おたふくかぜのウイルス(ムンプスウイルス)に感染し、その合併症の1つである難聴のことです。おたふくかぜは,ほほの内側にある耳下腺が腫れて痛む、高熱が出るなどの症状で知られています。「流行性耳下腺炎」とも呼ばれています。NHKの朝ドラ(半分青い)の主人公の鈴愛さんがかかったことで、一躍注目されるようになりました。しかし、3割程度の方は、ムンプスウイルスに感染しても、そうした症状が出ません。鈴愛さんもこのタイプでした。20〜30年前はおたふくかぜの患者のうち約2万人に1人とのことでしたが、最近急増しているとのことで、現在では数百人に1人とのデータも出ています。

________

演習課題
1. 本文によると、おたふくかぜは別名で何と呼ばれていますか。
2. 本文のうち「おたふくかぜのウイルス(ムン」から「1人とのデータも出ています。」までを、両端の語句も含めて一字一句そのまま書き写してください。

データ抜粋
________

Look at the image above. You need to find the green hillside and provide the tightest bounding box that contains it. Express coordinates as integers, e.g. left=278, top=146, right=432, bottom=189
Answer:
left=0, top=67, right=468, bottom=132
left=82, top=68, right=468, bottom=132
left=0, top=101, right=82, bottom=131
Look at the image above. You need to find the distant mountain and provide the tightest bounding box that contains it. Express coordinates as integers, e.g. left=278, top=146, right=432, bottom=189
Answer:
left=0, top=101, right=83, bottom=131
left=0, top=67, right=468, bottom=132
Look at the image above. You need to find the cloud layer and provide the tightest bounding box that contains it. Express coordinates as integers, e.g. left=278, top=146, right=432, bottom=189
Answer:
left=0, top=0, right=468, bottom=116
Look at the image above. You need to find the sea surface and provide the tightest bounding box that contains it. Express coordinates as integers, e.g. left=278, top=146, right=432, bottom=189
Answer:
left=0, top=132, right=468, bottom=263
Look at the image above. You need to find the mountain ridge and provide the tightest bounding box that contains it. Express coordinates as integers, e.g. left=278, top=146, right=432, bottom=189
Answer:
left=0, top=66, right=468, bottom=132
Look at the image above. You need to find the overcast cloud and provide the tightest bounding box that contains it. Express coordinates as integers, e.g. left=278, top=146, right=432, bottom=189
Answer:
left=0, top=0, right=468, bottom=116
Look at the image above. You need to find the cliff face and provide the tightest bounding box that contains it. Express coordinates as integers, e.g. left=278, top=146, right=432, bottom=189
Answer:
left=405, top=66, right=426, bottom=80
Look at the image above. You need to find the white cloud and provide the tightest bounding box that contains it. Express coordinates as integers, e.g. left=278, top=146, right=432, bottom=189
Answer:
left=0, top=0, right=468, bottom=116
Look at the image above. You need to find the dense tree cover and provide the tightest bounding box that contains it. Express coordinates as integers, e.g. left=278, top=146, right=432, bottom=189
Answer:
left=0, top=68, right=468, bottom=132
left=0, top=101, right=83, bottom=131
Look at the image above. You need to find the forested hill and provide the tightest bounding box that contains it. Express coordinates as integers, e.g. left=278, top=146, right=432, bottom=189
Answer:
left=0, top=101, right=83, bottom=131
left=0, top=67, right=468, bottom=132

________

解答
1. 「流行性耳下腺炎」と呼ばれています。

2.
おたふくかぜのウイルス(ムンプスウイルス)に感染し、その合併症の1つである難聴のことです。おたふくかぜは,ほほの内側にある耳下腺が腫れて痛む、高熱が出るなどの症状で知られています。「流行性耳下腺炎」とも呼ばれています。NHKの朝ドラ(半分青い)の主人公の鈴愛さんがかかったことで、一躍注目されるようになりました。しかし、3割程度の方は、ムンプスウイルスに感染しても、そうした症状が出ません。鈴愛さんもこのタイプでした。20〜30年前はおたふくかぜの患者のうち約2万人に1人とのことでしたが、最近急増しているとのことで、現在では数百人に1人とのデータも出ています。